___ TEXTE FOURNI

Chris Terrio revient (à son tour) sur le long feuilleton Zack Snyder's Justice League

NewsCinéma

Dans la foulée de la sortie de la "Snyder Cut" de Justice League (ou Zack Snyder's Justice League, selon la nomenclature officielle), les rédactions spécialisées en cinéma des Etats-Unis se relaient pour donner la parole aux principaux acteurs du dossier. Ray Fisher, Walter Hamada, Zack Snyder lui-même se passent la main dans un audit en forme de grand déballage, où les cercueils de dossiers enterrés par la production sortent de terre les uns après les autres.

______
___ DONNÉES FOURNIES

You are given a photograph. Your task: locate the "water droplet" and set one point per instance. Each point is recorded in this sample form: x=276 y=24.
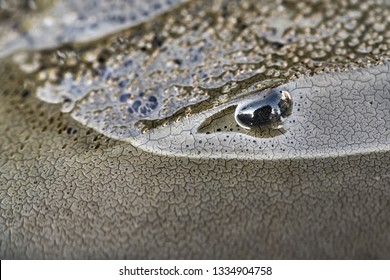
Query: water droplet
x=268 y=109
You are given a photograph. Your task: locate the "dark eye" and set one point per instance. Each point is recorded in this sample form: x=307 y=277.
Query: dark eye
x=267 y=109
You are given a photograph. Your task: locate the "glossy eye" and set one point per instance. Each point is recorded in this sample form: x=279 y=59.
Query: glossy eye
x=268 y=109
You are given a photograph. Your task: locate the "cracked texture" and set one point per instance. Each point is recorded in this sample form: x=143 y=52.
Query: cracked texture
x=68 y=191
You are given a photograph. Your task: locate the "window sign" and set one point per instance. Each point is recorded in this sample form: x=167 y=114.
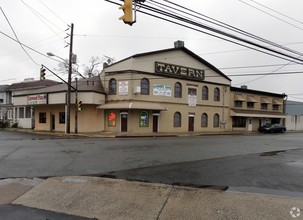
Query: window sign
x=162 y=90
x=192 y=100
x=112 y=118
x=143 y=119
x=37 y=99
x=123 y=88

______

LISTE DES TÂCHES:
**1.** Répondez à ces questions sur l'article consacré à la Snyder Cut :
(a) D'après le titre, qui revient à son tour sur ce long feuilleton ?
(b) Quel est le nom officiel de la « Snyder Cut » de Justice League ?
(c) De quel pays viennent les rédactions spécialisées en cinéma dont parle l'article ?
**2.** Donnez le nom de toutes les personnes citées dans l'article sur la Snyder Cut.
**3.** Poursuivez l'article sur la Snyder Cut à partir de sa dernière phrase.
Vous n'aurez pas besoin des données.

LES RÉSULTATS:
**1.**
(a) Chris Terrio
(b) Zack Snyder's Justice League
(c) Des États-Unis

**2.** Chris Terrio, Ray Fisher, Walter Hamada, Zack Snyder

**3.**
Dans ces conversations, ces portraits détaillés couvrant plusieurs années de travail au sein des bureaux de Warner Bros. et des plateaux de tournage, les langues se délient : sur le racisme supposé de Geoff Johns, le débat reste entier. D'autres choisissent d'incriminer plus ouvertement Joss Whedon, constat unanime du dossier, sans forcément chercher plus haut. Après l'enquête documentée sur la situation de Zack Snyder avant et après la mise en route du projet "Snyder Cut", Vanity Fair donne la parole au scénariste de Batman V Superman : Dawn of Justice et Justice League, Chris Terrio.

Chris Terrio's Justice League

L'auteur du film Argo revient en détails sur sa relation compliquée avec la production de ces deux long-métrages. Sont évoqués, le cas des montages prévus pour le cinéma, le relationnel entre scénariste et studio, quelques décisions incompréhensibles et un résumé global de ce qui avait déjà pu être dit ailleurs. En substance, le scénariste assume l'ensemble de ses choix et se serait simplement retrouvé grippé dans une mécanique foireuse de studio trop gourmand.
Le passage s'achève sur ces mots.